■ **WRITTEN PROBLEM**
Copy out all of the material, matching it word for word.
begin
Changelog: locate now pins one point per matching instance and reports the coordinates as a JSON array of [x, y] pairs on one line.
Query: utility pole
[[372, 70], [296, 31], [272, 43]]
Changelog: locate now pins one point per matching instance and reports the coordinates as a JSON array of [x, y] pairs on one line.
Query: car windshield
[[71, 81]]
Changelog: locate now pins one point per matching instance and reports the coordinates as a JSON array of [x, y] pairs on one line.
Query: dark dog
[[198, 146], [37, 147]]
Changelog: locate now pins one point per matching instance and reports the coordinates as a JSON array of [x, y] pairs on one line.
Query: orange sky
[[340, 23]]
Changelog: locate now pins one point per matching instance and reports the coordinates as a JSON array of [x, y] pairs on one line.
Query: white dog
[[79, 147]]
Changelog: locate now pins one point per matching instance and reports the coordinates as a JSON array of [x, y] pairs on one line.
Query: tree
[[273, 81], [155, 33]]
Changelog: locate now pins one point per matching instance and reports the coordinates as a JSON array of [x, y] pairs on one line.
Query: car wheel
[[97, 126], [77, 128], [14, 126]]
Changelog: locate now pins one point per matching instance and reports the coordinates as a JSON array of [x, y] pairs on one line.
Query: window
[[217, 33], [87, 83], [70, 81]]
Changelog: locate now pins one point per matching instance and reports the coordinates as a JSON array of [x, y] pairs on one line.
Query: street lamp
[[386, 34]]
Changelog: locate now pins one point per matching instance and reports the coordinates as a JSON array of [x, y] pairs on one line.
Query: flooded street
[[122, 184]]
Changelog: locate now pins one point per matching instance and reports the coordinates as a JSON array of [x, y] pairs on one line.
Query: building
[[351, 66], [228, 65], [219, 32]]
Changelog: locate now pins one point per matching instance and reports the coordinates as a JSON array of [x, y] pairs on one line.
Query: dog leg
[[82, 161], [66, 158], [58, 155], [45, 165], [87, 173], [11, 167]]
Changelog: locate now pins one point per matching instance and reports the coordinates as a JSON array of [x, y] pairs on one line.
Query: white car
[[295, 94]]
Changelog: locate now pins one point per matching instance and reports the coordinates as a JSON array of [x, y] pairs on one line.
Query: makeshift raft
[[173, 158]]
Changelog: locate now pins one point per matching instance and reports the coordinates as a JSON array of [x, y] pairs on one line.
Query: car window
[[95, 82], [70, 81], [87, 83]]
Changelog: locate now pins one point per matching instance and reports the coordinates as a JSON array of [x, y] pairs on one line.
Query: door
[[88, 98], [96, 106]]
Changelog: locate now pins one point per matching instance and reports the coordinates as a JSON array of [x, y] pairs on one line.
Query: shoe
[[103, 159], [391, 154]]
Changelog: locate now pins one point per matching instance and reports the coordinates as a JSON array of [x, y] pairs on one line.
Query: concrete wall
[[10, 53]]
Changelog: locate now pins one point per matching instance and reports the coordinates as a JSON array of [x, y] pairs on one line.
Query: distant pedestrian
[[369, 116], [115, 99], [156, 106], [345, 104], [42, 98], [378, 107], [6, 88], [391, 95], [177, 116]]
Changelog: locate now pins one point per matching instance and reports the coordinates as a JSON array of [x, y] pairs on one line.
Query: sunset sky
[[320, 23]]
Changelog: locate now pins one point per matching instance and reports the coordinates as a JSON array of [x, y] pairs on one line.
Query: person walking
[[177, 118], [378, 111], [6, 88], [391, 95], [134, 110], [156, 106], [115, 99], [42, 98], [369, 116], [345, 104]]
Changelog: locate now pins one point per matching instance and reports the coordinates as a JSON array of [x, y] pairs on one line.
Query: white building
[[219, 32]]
end
■ **WRITTEN SOLUTION**
Changelog: locate now pins one point per matching instance and reports the coordinates as a JSON array of [x, y] pairs on one line.
Query: utility pole
[[372, 70], [296, 31], [272, 43]]
Changelog: locate now pins one point per matching instance and reports the coordinates as a JSON array of [x, y] pairs on one line.
Query: car windshield
[[71, 81]]
Changelog: locate now pins one point per matching instance and reports the coordinates as a JSON array of [x, y] pairs on one line.
Query: dark dog
[[198, 146], [37, 147]]
Changelog: locate now pins one point per matching instance and reports the coordinates as a JSON array of [x, y] pairs on one line.
Query: orange sky
[[340, 23]]
Changelog: locate now pins one point per matching instance and reports the coordinates as a JSON array of [x, y] pairs on one line.
Query: white dog
[[79, 147]]
Changelog: locate now pins one point per matching instance and reports the coordinates as a JSON array of [x, y] pairs on one line.
Query: tree
[[273, 81], [155, 33]]
Changelog: locate now pins one point per matching instance and reports the coordinates as a JSON array of [x, y] pairs on one line.
Query: car wheel
[[97, 126], [77, 128], [14, 126]]
Changelog: locate now pins one point per matching instance and reports the coordinates as a JSON array of [x, y] pairs on one line.
Query: window
[[217, 33], [87, 83], [70, 81]]
Changelog: locate now pins one point per matching instance and reports the coordinates as a JSON array of [x, y] pairs on one line.
Query: street lamp
[[386, 34]]
Changelog: locate now pins one point per matching instance and reports the coordinates as a JSON array of [x, y] pairs on one line.
Query: flooded street
[[122, 184]]
Changelog: locate now pins one point per matching instance and reports the coordinates as a JSON array of [x, y] pairs on one line.
Query: building
[[351, 66], [228, 65], [219, 32]]
Changelog: locate now pins one point per matching instance and reports the coordinates as a JSON array of [x, y] pairs on one line.
Query: dog leg
[[82, 161], [66, 158], [58, 155], [45, 165], [87, 173], [11, 167]]
Changelog: locate now pins one point per matching instance and reports the coordinates as a JSON array of [x, y] pairs on one line.
Query: white car
[[295, 94]]
Changelog: locate now pins one point per matching instance and reports the coordinates as a JSON array of [x, y] pairs on one line.
Query: makeshift raft
[[173, 158]]
Changelog: locate now pins one point per matching instance and reports the coordinates as a JSON array of [x, y] pairs on one line.
Query: car window
[[95, 82], [70, 81], [87, 83]]
Changelog: locate now pins one point per matching instance and reports the coordinates as a JSON array of [x, y] pairs on one line.
Query: door
[[88, 98], [96, 106]]
Changelog: locate now pins one point per matching instance and reports the coordinates as a JSON array of [x, y] pairs on one line.
Query: shoe
[[103, 159], [391, 154]]
Changelog: locate now pins one point per matching instance and reports the coordinates as a JSON array of [x, y] pairs on one line.
Query: concrete wall
[[10, 53]]
Changelog: locate now pins one point per matching instance and reports the coordinates as a JSON array of [x, y] pairs on one line.
Query: distant pedestrian
[[369, 116], [115, 99], [156, 106], [345, 104], [42, 98], [378, 107], [6, 88], [391, 95], [177, 116]]
Changelog: locate now pins one point per matching instance and reports the coordinates as a JSON array of [x, y] pairs on one line.
Query: sunset sky
[[320, 23]]
Changelog: locate now pins one point per matching instance and reports the coordinates as a JSON array of [x, y] pairs on one line.
Query: person walking
[[177, 118], [378, 111], [6, 88], [391, 95], [134, 110], [156, 106], [115, 99], [42, 98], [369, 116], [345, 104]]
Changelog: locate now pins one point per matching instance and reports the coordinates as a JSON array of [x, y] pairs on one line.
Query: white building
[[219, 32]]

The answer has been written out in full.